## Provided data
=-=-=-=-=

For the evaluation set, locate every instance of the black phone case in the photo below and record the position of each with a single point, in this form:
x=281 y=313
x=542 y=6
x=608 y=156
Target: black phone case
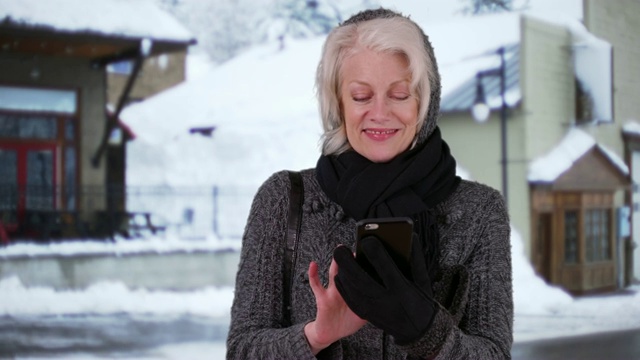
x=395 y=234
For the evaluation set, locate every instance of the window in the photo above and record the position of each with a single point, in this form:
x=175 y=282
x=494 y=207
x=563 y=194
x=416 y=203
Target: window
x=571 y=237
x=27 y=126
x=32 y=99
x=597 y=230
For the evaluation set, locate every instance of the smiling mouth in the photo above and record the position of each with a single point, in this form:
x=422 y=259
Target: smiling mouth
x=381 y=132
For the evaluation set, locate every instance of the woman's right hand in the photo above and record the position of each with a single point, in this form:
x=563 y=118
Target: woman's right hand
x=334 y=320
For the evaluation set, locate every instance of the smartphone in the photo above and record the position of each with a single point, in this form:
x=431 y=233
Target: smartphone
x=395 y=234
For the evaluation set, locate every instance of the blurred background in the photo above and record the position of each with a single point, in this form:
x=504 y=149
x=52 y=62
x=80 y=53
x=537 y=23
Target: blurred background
x=134 y=134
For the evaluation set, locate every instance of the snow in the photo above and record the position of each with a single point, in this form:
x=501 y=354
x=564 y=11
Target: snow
x=109 y=17
x=264 y=99
x=576 y=143
x=631 y=127
x=541 y=311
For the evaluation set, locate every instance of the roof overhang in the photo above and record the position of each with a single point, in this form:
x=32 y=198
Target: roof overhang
x=98 y=48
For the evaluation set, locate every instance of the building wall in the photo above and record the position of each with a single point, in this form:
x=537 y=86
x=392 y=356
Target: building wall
x=618 y=23
x=548 y=85
x=68 y=73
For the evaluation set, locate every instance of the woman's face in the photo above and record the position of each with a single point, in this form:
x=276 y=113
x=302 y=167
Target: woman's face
x=380 y=113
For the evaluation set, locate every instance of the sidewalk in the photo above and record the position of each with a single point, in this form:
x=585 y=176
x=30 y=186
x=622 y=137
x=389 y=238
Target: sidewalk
x=585 y=315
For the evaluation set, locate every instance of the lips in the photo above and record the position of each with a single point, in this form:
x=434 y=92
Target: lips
x=380 y=134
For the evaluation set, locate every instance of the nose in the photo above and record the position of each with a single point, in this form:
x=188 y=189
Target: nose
x=379 y=110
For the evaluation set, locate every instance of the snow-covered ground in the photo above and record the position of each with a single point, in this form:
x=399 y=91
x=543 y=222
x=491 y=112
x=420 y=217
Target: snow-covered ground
x=541 y=311
x=264 y=100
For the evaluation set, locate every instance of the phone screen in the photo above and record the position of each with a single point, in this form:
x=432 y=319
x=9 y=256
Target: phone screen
x=395 y=234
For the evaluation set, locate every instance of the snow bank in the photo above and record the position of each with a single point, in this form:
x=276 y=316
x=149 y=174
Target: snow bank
x=531 y=294
x=18 y=300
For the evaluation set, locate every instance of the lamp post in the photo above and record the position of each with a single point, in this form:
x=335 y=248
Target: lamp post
x=480 y=112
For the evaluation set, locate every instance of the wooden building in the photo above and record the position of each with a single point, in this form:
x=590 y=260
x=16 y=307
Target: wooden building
x=58 y=164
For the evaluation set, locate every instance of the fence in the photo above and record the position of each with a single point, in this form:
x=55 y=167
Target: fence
x=195 y=211
x=188 y=212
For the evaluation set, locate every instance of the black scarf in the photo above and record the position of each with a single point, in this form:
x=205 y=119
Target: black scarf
x=410 y=185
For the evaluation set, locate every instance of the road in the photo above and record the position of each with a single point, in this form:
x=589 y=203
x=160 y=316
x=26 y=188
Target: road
x=136 y=337
x=102 y=336
x=619 y=345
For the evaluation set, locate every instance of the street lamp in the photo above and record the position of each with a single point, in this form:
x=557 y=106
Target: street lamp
x=480 y=112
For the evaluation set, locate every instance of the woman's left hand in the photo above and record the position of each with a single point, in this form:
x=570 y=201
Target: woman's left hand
x=334 y=320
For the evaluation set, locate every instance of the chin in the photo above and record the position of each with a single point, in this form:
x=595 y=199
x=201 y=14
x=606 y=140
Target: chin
x=380 y=157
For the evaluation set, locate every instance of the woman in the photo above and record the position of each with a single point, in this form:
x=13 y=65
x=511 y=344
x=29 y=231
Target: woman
x=379 y=92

=-=-=-=-=

## Problem requirements
Can you pull out every row above verbatim, leaving the pictures out?

## In response
For the evaluation set, locate every instance of the black phone case in the photo below and record the position of each with a single point, in this form:
x=281 y=313
x=542 y=6
x=608 y=156
Target: black phone case
x=395 y=234
For the evaluation set, locate every instance of the window in the photo above and record the position of each with a single point, in this form:
x=175 y=282
x=494 y=207
x=563 y=194
x=416 y=203
Target: window
x=571 y=237
x=27 y=126
x=32 y=99
x=597 y=230
For the evaluation set, locate every instance of the smiling mouth in the photo above and record the position of each with a single point, in this form:
x=422 y=259
Target: smiling mouth
x=381 y=132
For the evaluation set, locate every instance of the woman's right hand in the photo above and record the position of each with a single point, in this form:
x=563 y=118
Target: woman's right hand
x=334 y=320
For the evaluation set, locate every instance of the smartphone in the photo above and record the position of each with a single point, in this form:
x=431 y=233
Target: smartphone
x=395 y=234
For the evaluation set, locate every instance of the blurred background in the photo above and record the position of each with a single point, in this form:
x=504 y=149
x=52 y=62
x=80 y=53
x=537 y=23
Target: blurred background
x=134 y=134
For the evaluation set, locate every instance of the snow in the photo above and record the position of each with a single point, in this form:
x=501 y=354
x=564 y=11
Target: snow
x=109 y=17
x=264 y=99
x=576 y=143
x=631 y=127
x=541 y=311
For the evaluation set, locate every instance of the roof overhang in the photo above and record the position of each with a single point, in this form:
x=32 y=198
Target: roof overhang
x=98 y=48
For the evaluation set, locate every instance of the building wall in the photo above and record the position of each with a single point, in this form:
x=537 y=86
x=392 y=356
Target: building wall
x=618 y=23
x=548 y=85
x=68 y=73
For the evaluation set, locate every instance of the woman's face in the photo above and record the position of each with a single point, in this form:
x=276 y=113
x=302 y=167
Target: woman's face
x=380 y=113
For the evaluation set, locate every instance of the sidewalk in the photo above and record the position of each with a single point, in this form:
x=585 y=176
x=30 y=186
x=622 y=137
x=389 y=238
Target: sidewalk
x=585 y=315
For the evaluation set, locate every instance of the lips in the photo above and record the position of each with a single point, in this form:
x=434 y=92
Target: lips
x=380 y=134
For the evaluation set, locate every instance of the nose in the photo above and record the position of each with a single point, in this form:
x=188 y=189
Target: nose
x=379 y=110
For the evaluation set, locate every instance of the snow-covered ground in the photo above and record the position of each with a single point, in this form:
x=399 y=91
x=543 y=222
x=491 y=112
x=420 y=217
Target: snow-covered ground
x=541 y=311
x=264 y=100
For the evaluation set, locate every instance of the phone screen in the photo above and record the position of each with a single point, in this form:
x=432 y=319
x=9 y=256
Target: phone screen
x=395 y=234
For the evaluation set, locate every instance of the snow bank in the photo above and record the position of each with a single point, in this form:
x=276 y=316
x=149 y=174
Target: snow bank
x=531 y=294
x=18 y=300
For the evaluation set, locate every instance of the lamp post in the photo above and record the position of each with a single point, in this form:
x=335 y=248
Target: lamp post
x=480 y=112
For the evaluation set, locate every instance of the wooden building in the photo above and record the position of each with a single point, in this form:
x=590 y=260
x=16 y=307
Target: wooden building
x=58 y=164
For the evaluation set, locate every instance of the fence in the photo above and record the position of each with a single point, in this form:
x=55 y=167
Target: fence
x=195 y=211
x=188 y=212
For the evaluation set, locate every instance of the black scarf in the photo above and record the position of each with a single point, in this form:
x=205 y=119
Target: black scarf
x=410 y=185
For the evaluation set, locate every instance of the road in the photo above and record the position of each with a single point, in this form:
x=589 y=203
x=160 y=316
x=26 y=188
Target: road
x=136 y=337
x=102 y=336
x=619 y=345
For the evaluation set, locate every instance of the street lamp in the photo above and record the position of each with a single point, in this form:
x=557 y=106
Target: street lamp
x=480 y=112
For the evaluation set, locate every instance of the woman's left hand in the photo above and record the position of each with a single point, in this form:
x=570 y=201
Target: woman's left hand
x=334 y=320
For the evaluation set, locate every instance of the chin in the photo above and record the position of each with a single point, in this form:
x=595 y=199
x=201 y=14
x=606 y=140
Target: chin
x=380 y=157
For the evaluation set, locate every instance of the woman in the photo above and record the position of each with a single point, in this form:
x=13 y=65
x=511 y=344
x=29 y=231
Target: woman
x=379 y=92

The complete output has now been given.